### WHAT YOU WILL DO
A. Print the portion of the computer vision text below that begins with the words containing "Computer vision supports" and ends with "(portrait, landscape, event)".
B. Which types does the computer vision text below list for classifying archival photos?

### SELECTION
>>>>
The effectiveness of this process depends heavily on the quantity and quality of labeled training data, the consistency of annotation practices, and the similarity between training data and real-world inputs.

If a model is trained on modern, high-resolution photographs and later applied to degraded historical scans, its performance may decrease.

Predictions remain probabilistic. The system estimates how likely an image belongs to a category or contains a certain object. These estimates do not represent certainty or human-level interpretation.

Common computer vision tasks

Computer vision supports several tasks. Although these tasks differ in output format, they share a common foundation: learning statistical mappings from pixel patterns to structured outputs.

Image classification

Image classification assigns an entire image to a predefined category.

Examples:

Identifying whether an image contains a manuscript, a map, or a photograph
Classifying archival photos by type (portrait, landscape, event)

Object detection

Object detection identifies specific objects within an image and locates them, often using bounding boxes.

Examples:

Detecting faces or human figures in historical photographs (detection is not identity recognition)
<<<<
### MATERIAL
>>>>
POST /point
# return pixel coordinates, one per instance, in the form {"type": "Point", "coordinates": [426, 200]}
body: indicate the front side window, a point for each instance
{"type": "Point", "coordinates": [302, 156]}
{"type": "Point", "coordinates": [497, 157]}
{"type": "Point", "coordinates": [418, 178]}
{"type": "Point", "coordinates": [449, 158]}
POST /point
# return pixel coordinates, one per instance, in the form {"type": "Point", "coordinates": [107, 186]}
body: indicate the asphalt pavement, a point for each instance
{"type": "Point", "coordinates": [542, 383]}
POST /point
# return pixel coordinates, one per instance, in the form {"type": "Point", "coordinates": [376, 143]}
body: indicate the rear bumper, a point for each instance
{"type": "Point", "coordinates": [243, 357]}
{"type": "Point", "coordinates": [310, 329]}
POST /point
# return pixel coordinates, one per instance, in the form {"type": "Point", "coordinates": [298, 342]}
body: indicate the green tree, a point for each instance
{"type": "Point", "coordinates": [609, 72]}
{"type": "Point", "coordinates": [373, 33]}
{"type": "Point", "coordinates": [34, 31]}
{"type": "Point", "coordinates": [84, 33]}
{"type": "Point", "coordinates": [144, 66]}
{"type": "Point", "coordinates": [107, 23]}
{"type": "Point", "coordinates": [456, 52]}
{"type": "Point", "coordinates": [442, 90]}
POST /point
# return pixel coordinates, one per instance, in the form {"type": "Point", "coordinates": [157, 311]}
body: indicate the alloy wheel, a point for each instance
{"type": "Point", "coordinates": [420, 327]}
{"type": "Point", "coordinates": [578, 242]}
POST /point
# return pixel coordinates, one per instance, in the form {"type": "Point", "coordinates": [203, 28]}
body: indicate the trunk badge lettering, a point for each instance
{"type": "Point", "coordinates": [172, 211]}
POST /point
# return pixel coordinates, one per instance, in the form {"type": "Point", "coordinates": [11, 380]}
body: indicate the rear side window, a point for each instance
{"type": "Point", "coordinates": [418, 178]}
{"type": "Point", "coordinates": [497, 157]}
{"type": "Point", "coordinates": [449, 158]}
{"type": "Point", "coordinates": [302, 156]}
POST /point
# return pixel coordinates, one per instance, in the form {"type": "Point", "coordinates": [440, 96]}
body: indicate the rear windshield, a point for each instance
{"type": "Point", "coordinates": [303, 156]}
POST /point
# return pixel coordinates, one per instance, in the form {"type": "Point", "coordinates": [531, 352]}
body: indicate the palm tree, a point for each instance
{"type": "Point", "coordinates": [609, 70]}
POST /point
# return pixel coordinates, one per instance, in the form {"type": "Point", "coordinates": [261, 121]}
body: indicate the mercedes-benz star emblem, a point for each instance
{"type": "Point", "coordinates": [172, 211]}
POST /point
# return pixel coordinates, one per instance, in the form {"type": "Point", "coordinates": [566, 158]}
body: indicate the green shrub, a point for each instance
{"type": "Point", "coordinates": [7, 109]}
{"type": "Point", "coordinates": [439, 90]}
<<<<
### RESPONSES TO THE EXERCISE
A.
Computer vision supports several tasks. Although these tasks differ in output format, they share a common foundation: learning statistical mappings from pixel patterns to structured outputs.

Image classification

Image classification assigns an entire image to a predefined category.

Examples:

Identifying whether an image contains a manuscript, a map, or a photograph
Classifying archival photos by type (portrait, landscape, event)

B. Portrait, landscape, event